Her ultimatums are: her proposal, counseling (the idea of even justifying this behavior sickens me), or divorce.

I want to keep my family together but this burden is too much for me. Any suggestions would be greatly appreciated!

Thank you...


----------



## lonewolf8545

I think your opening up a can of worms if you let her do this, not to mention you'll never be able to look at her the same. 

If you let her do it, you end up divorced and if you don't you may end up divorced anyway. Keep your dignity and put your foot down and tell her no way.


----------



## tchung84

Absolutely that is exactly what I said, this desire that she has for an one night stand will never go away. Plus I would never look at her the same after and even now after the suggestion... I have some big decisions to make... =(

Thank you lonewolf8545!!


----------



## Lon

Sounds like you entered the marriage under false pretenses and for her it stayed that way but for you it changed.

My advice? I don't know, it's hard for me to empathize in this circumstance, I am not judging you at all though. For your own sake I think its time to set a boundary, you would be rightly in your place saying it's time for her to be your W or end the marriage, but I'm afraid you probably already know the answer because she isn't acting like a woman that wants to be married to you.


----------



## KathyBatesel

That's a situation I wouldn't allow to complicate things. Are you going to consider counseling?


----------



## homebuilder

I would tell her she could have all the one night stands she wanted cause I was filing for divorce!!


----------



## tchung84

Lon - I respect that you left the majority of your judgement about the other aspects of my marriage out of your comment, eventhough I know they equally play into things. Your advice is really helpful, thank you for your input!

KathyBatesel - I doubt the effectiveness of counseling plus I don't want to be persuaded to believing this behavior is ok in my marriage. Plus she has emphasized her desire for this... Thanks!

● RAW DATA:

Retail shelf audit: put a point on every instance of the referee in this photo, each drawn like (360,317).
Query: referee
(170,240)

● SET PROBLEM: Could you resume the forum thread about the marriage ultimatum, above, writing on from its last post?

● WRITTEN REPLY:
homebuilder - This is the direction I am leaning towards but not so bluntly. I mainly wanted to hear everyone's opinions in this matter. Thank you for you vote!


----------



## Maneo

Based on what you've described, it sounds like this relationship has been based on a number of less than perfect decisions. This one night stand, if carried out, would be in my opinion going from bad to worse. 

It is telling I think how you are viewing your relationship when you refer to possible " harm to my daughter" rather than possible " harm to our daughter."


----------



## tchung84

Maneo - wow, subconsciously did that huh...? thank you for that comment. Yes a path filled with missed decisions. I want to make this work for my daughter because I don't want her to grow up in a broken home. I know we would both be there for her but I doubt it would be the same. But I think I already know the answer and now its the rationalization and the determination of how and why... Thank you Maneo!


----------



## IsGirl3

Holy F*CK!!! No way in this universe would I ever agree to that madness, unless I was out of my mind. She wants her cake and eat it too. So she's wants your blessing to cheat?? that's nuts. and she's giving you an ultimatum? unfortunately, I think the only way she'll be happy is option #3 although you should start with option #2 - counseling. #1 is off the table.


----------



## arbitrator

Mr. T: Judging from your initial posting on this thread, I can't help but believe that your W is already fastly involved in an EA with this "acting dude." Truth be told, it may have even escalated beyond that, richly given your description of only just the 'placating' sex that is being offered to you. 

What I'm saying is that she may have already seen fit to experiment, to some degree, with this guy after class. And it's so apparent that he's definitely the object of her attention who she wants to have this ONS with~ absolutely make no mistake about that!

I think it would be worth your time to investigate things a tad deeper~ her cell phone logs, texting logs, FB postings and messages. It seem's that she has emotionally detached from you and is now offering up her wares to this new "love interest."

No woman in her right mind would ever ask her husband for permission to participate in a ONS with another male. My advise is that if she won't consider counseling to constructively deal with this, then you're much better off ditching her~ it's apparent she doesn't love you!

And if I were you, I would also get myself checked out for STD's. When she's busy making suggestions like that, you don't know who, or where, or when she's possibly been sexually active outside of your presence.

I wish you well, my friend!


----------



## anchorwatch

Your description of your sex life and the fact she has already pick out another sex partner illustrates her lack of sexual attraction towards you. I don't know how much counseling will help that. You can't counsel a woman to see a man as a sexual partner that would fulfill her erotic desires.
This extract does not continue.